- **SOURCE RECORDS**:
★ ★ ★

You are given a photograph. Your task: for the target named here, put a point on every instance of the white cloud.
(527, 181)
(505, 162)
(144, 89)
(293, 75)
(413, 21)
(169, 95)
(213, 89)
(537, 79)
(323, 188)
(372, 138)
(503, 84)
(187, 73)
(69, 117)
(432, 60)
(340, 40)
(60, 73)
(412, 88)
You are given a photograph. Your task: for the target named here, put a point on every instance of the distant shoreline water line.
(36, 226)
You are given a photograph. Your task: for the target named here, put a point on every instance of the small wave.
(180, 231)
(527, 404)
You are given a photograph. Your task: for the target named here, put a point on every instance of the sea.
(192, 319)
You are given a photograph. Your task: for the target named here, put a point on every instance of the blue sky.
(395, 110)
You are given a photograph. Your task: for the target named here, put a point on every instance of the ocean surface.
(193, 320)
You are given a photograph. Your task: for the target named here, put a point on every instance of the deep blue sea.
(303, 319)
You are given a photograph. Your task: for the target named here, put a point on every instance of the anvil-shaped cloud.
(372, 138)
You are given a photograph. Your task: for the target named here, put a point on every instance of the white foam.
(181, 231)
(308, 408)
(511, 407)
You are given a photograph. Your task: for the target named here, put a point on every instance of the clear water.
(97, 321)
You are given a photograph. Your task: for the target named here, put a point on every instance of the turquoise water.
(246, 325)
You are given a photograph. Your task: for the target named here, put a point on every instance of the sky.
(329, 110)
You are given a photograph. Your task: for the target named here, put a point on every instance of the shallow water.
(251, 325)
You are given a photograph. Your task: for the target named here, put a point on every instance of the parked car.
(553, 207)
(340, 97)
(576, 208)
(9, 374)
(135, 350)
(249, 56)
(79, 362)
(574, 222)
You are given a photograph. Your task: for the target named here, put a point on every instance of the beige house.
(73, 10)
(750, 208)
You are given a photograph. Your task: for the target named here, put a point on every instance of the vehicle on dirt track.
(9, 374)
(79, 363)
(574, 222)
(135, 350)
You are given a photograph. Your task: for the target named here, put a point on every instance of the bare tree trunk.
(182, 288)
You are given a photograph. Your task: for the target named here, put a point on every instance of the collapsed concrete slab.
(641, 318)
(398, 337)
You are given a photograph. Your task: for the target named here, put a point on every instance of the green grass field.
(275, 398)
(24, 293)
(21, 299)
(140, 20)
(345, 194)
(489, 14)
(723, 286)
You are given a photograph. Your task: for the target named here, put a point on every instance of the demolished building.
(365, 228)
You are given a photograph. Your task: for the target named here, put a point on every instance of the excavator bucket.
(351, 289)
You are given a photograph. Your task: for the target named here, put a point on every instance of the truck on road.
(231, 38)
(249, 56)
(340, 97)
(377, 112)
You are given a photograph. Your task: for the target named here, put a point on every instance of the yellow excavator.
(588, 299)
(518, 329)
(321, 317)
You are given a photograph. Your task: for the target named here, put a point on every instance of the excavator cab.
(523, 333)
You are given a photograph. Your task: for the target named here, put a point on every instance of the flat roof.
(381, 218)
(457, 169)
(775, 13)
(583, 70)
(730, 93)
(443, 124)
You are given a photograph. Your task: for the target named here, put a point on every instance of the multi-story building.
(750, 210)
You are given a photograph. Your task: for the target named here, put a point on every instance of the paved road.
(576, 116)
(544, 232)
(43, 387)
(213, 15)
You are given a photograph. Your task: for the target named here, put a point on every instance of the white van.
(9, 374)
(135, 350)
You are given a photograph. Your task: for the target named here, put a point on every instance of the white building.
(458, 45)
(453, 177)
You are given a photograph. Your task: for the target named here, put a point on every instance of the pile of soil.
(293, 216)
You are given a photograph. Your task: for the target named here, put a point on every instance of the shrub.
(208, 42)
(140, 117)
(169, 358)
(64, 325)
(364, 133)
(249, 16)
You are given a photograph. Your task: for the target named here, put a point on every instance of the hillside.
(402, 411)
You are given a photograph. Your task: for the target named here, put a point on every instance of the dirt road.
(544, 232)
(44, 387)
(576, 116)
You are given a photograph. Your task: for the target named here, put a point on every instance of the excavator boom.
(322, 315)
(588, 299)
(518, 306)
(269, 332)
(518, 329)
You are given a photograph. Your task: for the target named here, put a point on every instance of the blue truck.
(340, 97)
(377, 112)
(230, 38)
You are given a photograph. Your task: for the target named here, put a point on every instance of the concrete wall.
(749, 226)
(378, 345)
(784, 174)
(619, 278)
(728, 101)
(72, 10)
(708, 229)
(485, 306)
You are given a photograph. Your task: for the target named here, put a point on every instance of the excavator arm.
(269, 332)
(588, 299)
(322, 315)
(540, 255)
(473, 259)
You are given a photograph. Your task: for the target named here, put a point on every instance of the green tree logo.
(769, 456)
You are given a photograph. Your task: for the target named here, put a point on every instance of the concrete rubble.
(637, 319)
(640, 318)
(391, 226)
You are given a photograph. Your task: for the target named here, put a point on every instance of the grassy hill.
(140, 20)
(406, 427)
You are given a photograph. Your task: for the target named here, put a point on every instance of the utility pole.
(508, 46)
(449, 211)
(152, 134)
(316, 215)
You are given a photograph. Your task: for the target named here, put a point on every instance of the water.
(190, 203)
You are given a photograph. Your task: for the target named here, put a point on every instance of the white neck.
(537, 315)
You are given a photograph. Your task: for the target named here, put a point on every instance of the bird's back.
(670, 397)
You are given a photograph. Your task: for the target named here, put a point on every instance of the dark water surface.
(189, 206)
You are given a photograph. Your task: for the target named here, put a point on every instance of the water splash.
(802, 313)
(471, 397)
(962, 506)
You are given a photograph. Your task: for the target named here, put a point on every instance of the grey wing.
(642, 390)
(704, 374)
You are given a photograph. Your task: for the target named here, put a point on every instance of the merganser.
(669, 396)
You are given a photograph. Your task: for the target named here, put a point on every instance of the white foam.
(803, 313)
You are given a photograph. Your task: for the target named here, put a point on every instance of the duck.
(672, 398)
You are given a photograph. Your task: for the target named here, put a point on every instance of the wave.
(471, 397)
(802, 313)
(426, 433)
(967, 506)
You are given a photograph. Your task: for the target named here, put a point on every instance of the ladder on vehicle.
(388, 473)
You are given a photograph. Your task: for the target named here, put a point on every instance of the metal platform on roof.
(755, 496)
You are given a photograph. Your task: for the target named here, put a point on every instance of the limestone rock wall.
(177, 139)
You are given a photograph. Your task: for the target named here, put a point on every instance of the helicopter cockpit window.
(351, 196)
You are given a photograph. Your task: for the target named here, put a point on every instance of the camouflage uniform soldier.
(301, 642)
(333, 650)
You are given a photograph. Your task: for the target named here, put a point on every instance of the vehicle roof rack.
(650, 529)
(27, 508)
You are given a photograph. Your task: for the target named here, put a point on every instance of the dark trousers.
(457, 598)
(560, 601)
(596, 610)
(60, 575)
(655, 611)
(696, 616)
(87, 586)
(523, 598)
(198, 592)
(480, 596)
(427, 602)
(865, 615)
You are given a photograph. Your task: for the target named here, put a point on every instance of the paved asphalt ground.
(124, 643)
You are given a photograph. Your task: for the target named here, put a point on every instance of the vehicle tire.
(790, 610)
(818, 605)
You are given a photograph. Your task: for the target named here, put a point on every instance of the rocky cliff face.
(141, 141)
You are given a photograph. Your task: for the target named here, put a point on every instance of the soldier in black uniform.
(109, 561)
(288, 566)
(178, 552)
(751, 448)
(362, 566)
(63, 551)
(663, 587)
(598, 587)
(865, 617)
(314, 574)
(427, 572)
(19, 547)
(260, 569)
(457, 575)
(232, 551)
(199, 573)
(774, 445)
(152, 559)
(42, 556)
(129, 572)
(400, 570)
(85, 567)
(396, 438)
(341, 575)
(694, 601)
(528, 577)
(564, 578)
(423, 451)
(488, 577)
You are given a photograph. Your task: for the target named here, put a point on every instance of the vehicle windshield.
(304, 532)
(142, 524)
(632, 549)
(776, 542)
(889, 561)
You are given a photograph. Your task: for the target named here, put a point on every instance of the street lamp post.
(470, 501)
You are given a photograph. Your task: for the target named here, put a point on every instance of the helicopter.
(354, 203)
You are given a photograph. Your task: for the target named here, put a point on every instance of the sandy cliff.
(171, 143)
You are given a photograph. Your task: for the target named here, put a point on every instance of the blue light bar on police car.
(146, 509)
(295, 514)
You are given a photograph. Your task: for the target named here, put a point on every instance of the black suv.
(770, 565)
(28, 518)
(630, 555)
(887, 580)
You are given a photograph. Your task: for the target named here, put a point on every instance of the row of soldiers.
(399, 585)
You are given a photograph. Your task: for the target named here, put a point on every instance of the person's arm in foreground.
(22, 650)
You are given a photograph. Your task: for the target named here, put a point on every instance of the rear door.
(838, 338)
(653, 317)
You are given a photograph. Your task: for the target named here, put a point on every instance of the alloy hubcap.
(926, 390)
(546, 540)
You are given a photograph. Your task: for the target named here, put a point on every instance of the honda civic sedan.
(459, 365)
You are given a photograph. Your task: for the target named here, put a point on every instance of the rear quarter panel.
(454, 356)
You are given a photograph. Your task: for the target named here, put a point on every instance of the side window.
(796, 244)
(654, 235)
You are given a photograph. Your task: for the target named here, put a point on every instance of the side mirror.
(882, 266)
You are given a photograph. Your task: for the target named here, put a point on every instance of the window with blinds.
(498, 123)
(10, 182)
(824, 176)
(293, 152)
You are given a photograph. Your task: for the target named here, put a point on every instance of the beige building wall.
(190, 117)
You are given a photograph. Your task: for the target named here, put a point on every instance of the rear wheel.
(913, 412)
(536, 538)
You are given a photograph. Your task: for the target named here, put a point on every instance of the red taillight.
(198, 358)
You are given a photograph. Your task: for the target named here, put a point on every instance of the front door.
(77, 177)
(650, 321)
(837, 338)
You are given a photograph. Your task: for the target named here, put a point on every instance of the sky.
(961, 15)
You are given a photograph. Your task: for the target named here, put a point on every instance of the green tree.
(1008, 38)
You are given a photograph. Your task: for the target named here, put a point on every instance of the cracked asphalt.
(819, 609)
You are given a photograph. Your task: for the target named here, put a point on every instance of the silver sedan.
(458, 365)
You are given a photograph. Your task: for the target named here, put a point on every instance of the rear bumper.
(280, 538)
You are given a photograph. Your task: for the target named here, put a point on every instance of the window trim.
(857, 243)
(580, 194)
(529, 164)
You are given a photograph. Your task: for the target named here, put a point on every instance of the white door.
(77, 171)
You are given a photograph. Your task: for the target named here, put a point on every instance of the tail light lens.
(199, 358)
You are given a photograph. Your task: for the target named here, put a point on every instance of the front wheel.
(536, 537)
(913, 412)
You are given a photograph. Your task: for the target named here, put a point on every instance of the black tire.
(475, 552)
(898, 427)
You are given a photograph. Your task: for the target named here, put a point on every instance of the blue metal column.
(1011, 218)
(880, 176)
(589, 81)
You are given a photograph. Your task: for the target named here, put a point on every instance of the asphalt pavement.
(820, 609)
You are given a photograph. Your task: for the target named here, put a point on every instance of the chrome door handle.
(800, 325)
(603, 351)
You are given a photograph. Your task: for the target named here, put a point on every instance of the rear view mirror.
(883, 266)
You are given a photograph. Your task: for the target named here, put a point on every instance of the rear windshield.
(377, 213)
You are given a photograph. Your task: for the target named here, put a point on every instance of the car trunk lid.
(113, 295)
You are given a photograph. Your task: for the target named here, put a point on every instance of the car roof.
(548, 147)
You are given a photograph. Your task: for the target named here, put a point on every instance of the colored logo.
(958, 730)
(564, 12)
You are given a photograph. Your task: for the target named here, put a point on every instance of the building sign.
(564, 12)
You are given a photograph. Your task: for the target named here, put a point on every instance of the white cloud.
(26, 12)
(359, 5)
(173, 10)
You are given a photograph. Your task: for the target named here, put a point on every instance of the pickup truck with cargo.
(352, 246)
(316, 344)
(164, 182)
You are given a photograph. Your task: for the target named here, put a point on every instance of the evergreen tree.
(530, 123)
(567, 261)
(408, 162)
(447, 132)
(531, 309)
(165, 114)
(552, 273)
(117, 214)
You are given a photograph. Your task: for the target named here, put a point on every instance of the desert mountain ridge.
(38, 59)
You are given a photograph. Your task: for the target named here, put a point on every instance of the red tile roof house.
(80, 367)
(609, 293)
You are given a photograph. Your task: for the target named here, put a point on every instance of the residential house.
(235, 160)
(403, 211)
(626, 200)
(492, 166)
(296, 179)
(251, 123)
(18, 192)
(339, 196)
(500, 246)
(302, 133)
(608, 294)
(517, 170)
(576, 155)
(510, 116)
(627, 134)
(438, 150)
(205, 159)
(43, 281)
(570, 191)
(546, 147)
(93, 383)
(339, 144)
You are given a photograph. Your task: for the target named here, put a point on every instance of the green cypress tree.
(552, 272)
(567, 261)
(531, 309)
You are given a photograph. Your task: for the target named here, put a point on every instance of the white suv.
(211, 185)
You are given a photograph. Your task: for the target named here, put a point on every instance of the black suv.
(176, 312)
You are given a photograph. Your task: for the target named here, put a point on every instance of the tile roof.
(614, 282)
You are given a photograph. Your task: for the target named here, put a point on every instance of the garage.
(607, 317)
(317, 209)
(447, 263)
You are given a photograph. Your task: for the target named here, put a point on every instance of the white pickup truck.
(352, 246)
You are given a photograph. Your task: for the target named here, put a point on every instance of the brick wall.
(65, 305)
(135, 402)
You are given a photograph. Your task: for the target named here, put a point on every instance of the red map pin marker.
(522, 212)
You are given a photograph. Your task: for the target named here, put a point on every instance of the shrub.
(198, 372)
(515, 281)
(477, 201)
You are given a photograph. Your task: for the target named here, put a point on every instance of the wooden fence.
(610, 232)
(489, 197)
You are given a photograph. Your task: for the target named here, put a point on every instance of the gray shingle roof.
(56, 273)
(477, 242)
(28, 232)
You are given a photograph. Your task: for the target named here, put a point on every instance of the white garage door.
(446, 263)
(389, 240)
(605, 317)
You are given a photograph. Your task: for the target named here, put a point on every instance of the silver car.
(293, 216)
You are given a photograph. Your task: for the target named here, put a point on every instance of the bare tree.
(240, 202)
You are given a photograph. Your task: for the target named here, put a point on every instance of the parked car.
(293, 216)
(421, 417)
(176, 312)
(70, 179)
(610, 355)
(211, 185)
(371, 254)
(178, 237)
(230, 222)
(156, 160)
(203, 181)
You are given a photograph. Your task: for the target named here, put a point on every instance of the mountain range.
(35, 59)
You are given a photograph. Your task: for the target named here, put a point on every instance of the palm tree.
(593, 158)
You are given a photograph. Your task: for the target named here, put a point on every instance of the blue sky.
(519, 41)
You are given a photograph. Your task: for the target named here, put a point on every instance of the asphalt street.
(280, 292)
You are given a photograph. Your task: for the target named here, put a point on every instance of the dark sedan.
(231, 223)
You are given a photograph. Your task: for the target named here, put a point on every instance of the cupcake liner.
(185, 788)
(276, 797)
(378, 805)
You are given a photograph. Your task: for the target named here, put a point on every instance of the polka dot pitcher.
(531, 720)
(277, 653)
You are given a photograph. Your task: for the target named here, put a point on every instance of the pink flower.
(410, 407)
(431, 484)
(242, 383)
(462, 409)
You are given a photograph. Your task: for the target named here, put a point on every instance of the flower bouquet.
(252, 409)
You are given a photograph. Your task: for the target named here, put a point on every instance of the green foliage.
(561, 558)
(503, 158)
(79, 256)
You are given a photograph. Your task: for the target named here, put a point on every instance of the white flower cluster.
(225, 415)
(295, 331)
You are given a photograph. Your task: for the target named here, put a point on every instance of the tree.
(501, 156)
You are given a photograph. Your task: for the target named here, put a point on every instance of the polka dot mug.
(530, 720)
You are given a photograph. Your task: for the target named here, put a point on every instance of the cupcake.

★ ★ ★

- **WHAT IS BEING ASKED**: The answer is the line holding "of the tree." and all the lines after it through the end of the records, repeated exactly.

- **OUTPUT OF THE TASK**:
You are given a photograph. Your task: for the target named here, put a point on every instance of the tree.
(501, 156)
You are given a photograph. Your task: for the target named here, put a point on every instance of the polka dot mug.
(530, 720)
You are given a photograph. Your task: for the target named here, put a point on every instance of the cupcake.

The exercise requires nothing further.